▸ AIM OF THE TASK: Please reproduce each of the following records word for word, leaving out the pictures.

>> BEGIN

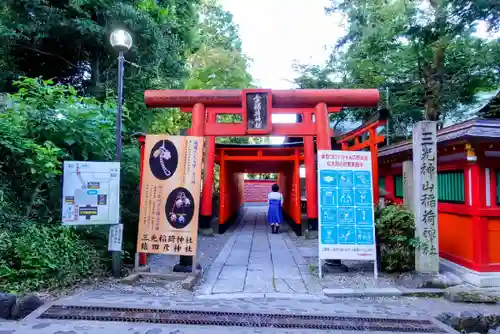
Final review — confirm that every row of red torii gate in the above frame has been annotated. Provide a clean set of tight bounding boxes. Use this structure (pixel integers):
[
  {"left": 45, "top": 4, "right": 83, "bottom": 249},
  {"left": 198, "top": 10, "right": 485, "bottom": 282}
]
[{"left": 136, "top": 89, "right": 388, "bottom": 264}]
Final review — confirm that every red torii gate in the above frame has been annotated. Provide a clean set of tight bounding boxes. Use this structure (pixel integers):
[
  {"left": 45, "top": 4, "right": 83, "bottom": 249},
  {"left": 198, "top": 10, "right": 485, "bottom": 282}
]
[{"left": 141, "top": 89, "right": 379, "bottom": 265}]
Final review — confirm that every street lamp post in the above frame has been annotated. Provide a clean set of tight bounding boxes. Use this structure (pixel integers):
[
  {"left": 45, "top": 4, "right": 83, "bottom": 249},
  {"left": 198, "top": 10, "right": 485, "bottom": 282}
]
[{"left": 110, "top": 29, "right": 132, "bottom": 278}]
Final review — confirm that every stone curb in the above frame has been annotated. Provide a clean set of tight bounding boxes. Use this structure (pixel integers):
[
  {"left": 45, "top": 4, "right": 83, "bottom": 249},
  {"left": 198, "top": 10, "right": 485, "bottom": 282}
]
[
  {"left": 120, "top": 272, "right": 191, "bottom": 285},
  {"left": 181, "top": 271, "right": 202, "bottom": 290},
  {"left": 195, "top": 292, "right": 325, "bottom": 300},
  {"left": 323, "top": 288, "right": 403, "bottom": 298},
  {"left": 401, "top": 289, "right": 444, "bottom": 297},
  {"left": 323, "top": 288, "right": 444, "bottom": 298}
]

>> END

▸ FULL SOLUTION:
Final review — confirm that every row of red torii gate in the above frame has been annotated. Provide a clean set of tight bounding boxes. Use this structure (pixel integers):
[
  {"left": 45, "top": 4, "right": 83, "bottom": 249},
  {"left": 198, "top": 10, "right": 485, "bottom": 282}
]
[{"left": 136, "top": 89, "right": 388, "bottom": 264}]
Final review — confirm that every red torii gate in the above frame has been annotated. Provide a clean set of tight bounding boxes. Use this structure (pixel integers):
[
  {"left": 45, "top": 4, "right": 83, "bottom": 249},
  {"left": 198, "top": 10, "right": 485, "bottom": 282}
]
[{"left": 141, "top": 89, "right": 379, "bottom": 265}]
Final review — confirm that every street lamp post in the above frame has been annotated. Provide a clean set of tight bounding boxes. Use this structure (pixel integers):
[
  {"left": 45, "top": 4, "right": 83, "bottom": 249},
  {"left": 198, "top": 10, "right": 485, "bottom": 282}
]
[{"left": 110, "top": 29, "right": 132, "bottom": 278}]
Final review — confirm that every stone curb in the above frame has been annotated. Provide a clean set of tight bounding boxes. Use this structure (pixel integers):
[
  {"left": 45, "top": 4, "right": 83, "bottom": 249},
  {"left": 198, "top": 10, "right": 485, "bottom": 282}
]
[
  {"left": 120, "top": 272, "right": 191, "bottom": 285},
  {"left": 181, "top": 271, "right": 202, "bottom": 290},
  {"left": 195, "top": 292, "right": 325, "bottom": 300},
  {"left": 323, "top": 288, "right": 403, "bottom": 298},
  {"left": 401, "top": 289, "right": 444, "bottom": 297},
  {"left": 323, "top": 288, "right": 444, "bottom": 298}
]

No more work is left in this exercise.